With the images removed, write out every line below exactly.

# # # # #

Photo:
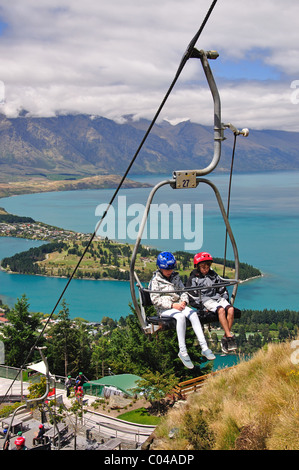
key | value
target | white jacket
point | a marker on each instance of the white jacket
(164, 299)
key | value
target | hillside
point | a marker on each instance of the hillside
(71, 146)
(41, 185)
(105, 259)
(254, 406)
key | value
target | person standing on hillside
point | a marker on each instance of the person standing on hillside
(172, 304)
(212, 298)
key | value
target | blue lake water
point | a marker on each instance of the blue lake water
(264, 215)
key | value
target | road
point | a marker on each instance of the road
(92, 420)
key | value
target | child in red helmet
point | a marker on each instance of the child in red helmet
(214, 299)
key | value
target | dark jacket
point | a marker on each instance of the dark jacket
(196, 279)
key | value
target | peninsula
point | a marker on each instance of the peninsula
(105, 259)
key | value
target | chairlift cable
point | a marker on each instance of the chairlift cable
(185, 58)
(228, 198)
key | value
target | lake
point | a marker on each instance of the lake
(264, 215)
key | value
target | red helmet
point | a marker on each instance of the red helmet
(200, 257)
(20, 441)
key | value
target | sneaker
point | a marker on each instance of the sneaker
(186, 360)
(208, 354)
(231, 343)
(224, 345)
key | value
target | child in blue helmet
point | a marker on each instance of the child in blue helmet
(174, 304)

# # # # #

* _WRITTEN SOLUTION_
Photo:
key | value
target | white jacket
point | a marker on each instance of the white jacket
(164, 299)
key | value
target | hillside
point | a marker on each instance of the hillside
(71, 146)
(41, 185)
(105, 259)
(254, 406)
key | value
target | person standing on hillside
point | a marker on each instance of the person standing on hillside
(172, 304)
(212, 298)
key | value
target | blue lake water
point | a marker on each instance of the blue lake water
(264, 215)
key | value
target | road
point | a marker on each instance of the road
(92, 420)
key | value
target | child in red helmet
point | a marker on each instance of the child in red helmet
(214, 299)
key | value
target | dark jacket
point | a marker on each instance of the dark jacket
(196, 279)
key | value
target | peninsula
point | a marker on each instance of the peninsula
(105, 259)
key | value
target | chairlift cable
point | a marker on each instance of the chairlift cable
(185, 58)
(228, 198)
key | value
target | lake
point | a marker on each instance of the lake
(264, 215)
key | value
target | red helmet
point | a marker on each instance of the red helmet
(200, 257)
(20, 441)
key | value
target | sneaker
point | a marker on each instance of the sneaker
(186, 360)
(208, 354)
(231, 343)
(224, 345)
key | value
target | child in blue helmet
point | a marker on each instance of the child in blue helmet
(174, 304)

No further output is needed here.